_TRY IT_: Search the entries for lines that contain the word "rough", and report each one found.

_Saved data entries_:
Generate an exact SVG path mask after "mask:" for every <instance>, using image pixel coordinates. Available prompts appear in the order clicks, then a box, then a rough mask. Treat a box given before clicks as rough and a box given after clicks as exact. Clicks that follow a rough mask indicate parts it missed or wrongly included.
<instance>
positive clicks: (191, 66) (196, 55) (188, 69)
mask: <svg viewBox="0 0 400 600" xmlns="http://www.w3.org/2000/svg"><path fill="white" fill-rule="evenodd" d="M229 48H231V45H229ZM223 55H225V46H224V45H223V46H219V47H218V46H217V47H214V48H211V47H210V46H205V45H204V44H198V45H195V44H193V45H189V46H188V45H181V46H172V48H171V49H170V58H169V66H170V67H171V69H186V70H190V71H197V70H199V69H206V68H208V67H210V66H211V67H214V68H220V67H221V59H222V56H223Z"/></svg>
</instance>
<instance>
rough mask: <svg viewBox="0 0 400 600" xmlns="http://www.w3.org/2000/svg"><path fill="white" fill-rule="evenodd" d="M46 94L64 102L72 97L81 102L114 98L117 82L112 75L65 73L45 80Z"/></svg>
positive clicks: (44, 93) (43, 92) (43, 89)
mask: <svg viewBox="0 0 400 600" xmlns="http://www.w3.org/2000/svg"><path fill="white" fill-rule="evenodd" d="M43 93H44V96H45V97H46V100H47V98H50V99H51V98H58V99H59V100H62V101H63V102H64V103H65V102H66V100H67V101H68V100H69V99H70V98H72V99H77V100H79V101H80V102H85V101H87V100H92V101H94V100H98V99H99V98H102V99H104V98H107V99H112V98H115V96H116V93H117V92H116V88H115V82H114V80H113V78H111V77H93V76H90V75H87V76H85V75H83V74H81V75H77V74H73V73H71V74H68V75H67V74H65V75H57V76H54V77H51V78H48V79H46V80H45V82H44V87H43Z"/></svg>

_YOUR SOLUTION_:
Generate an exact SVG path mask after "mask:" for every <instance>, using image pixel coordinates. Available prompts appear in the order clicks, then a box, then a rough mask. Treat a box given before clicks as rough and a box given after clicks as exact. Clicks that follow a rough mask indicate parts it missed or wrongly included.
rough mask: <svg viewBox="0 0 400 600" xmlns="http://www.w3.org/2000/svg"><path fill="white" fill-rule="evenodd" d="M46 94L64 102L72 97L81 102L114 98L117 82L112 75L65 73L45 80Z"/></svg>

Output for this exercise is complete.